SOURCE RECORDS:
★ ★ ★
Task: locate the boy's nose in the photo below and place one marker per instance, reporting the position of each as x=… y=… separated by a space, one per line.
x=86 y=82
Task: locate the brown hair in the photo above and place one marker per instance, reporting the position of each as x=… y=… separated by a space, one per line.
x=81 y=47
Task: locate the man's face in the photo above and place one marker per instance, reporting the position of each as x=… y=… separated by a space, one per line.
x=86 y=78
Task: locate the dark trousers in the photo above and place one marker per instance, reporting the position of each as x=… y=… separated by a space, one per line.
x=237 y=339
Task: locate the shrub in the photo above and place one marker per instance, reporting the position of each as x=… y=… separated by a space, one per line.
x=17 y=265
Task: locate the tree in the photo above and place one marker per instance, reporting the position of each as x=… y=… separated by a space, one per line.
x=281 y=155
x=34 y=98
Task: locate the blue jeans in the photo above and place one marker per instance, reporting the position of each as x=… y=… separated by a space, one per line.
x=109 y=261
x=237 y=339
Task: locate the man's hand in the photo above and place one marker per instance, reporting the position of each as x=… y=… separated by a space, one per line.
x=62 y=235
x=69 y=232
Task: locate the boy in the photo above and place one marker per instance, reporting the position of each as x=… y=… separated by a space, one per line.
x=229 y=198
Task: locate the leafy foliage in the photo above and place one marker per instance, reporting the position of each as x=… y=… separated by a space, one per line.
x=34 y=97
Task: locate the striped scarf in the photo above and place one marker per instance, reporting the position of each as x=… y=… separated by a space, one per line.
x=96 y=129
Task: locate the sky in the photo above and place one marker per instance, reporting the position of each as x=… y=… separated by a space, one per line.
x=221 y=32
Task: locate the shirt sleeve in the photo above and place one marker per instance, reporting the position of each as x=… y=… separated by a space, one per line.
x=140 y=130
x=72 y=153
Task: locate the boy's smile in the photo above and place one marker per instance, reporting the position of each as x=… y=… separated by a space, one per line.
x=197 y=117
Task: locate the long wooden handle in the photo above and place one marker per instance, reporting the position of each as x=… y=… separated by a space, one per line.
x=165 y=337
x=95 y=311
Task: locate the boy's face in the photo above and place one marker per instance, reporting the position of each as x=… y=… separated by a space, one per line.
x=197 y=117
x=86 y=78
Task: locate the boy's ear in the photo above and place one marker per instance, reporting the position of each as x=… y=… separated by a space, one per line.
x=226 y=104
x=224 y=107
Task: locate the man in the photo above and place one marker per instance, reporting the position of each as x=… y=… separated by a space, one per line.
★ ★ ★
Update the records above so that "marker" becomes "dot" wherever it occurs, and keep every other part of each line the same.

Task: locate the boy's nose in the photo below and place one dot per instance, reporting the position of each as x=… y=… separated by a space, one per line.
x=86 y=82
Task: locate the brown hair in the photo above and place one dot per instance, reporting the position of each as x=… y=… separated by a space, one per line.
x=81 y=47
Task: locate the man's face in the photo above and place one dot per instance, reporting the position of each as x=… y=… separated by a space, one per line.
x=86 y=78
Task: locate the dark trousers in the photo above and place one dot per instance, reporting the position of each as x=… y=… separated by a space, one per line.
x=237 y=339
Task: locate the shrub in the photo above and place one dot per instance, reporting the position of each as x=… y=… separated by a space, one per line.
x=17 y=265
Task: locate the tree in the photo above and place one dot per instance, reporting the position of each as x=… y=… separated by a space, one per line.
x=281 y=155
x=34 y=98
Task: locate the blue jeans in the photo above and place one dot per instance, reporting the position of each as x=… y=… separated by a space, one per line.
x=109 y=261
x=237 y=339
Task: locate the man's hand in the photo above and place one dot per instance, reporting the position of each as x=… y=… separated by a space, one per line.
x=62 y=235
x=69 y=232
Task: locate the boy in the photo above and place one dot per instance, reporting the position of each as x=… y=… separated by a space, one per line.
x=229 y=198
Task: locate the leafy foliage in the photo above and place one dot per instance, reporting the position of each as x=… y=… separated by a space, one per line.
x=34 y=97
Task: locate the striped scarf in the photo above and place one dot per instance, reporting the position of each as x=… y=… separated by a space, one per line.
x=96 y=129
Task: locate the sky in the photo above and place one dot per instance, reporting the position of each as x=… y=… separated by a space, one per line.
x=221 y=32
Task: locate the shirt sleeve in the photo above and place one dot per instance, reporting the position of each as x=… y=… separated by a space, one per line.
x=140 y=130
x=72 y=153
Task: locate the boy's smile in the photo above and place one dot per instance, reporting the position of each as x=… y=… separated by a space, one per line.
x=197 y=117
Task: locate the long wooden handle in the photo above and place one dot per instance, reporting the position of each as x=… y=… separated by a space, one per line.
x=165 y=337
x=95 y=311
Task: locate the boy's face in the photo above and place one dot per instance, reporting the position of each as x=… y=… separated by a space, one per line.
x=197 y=117
x=86 y=78
Task: locate the boy's ear in the photo above and place one dot per instance, reporting the position of each as x=… y=… separated by a space, one per line.
x=226 y=104
x=224 y=107
Task: locate the man in the photo above and place one dot per instance, reporting the position of each as x=… y=… separated by a space, one per line.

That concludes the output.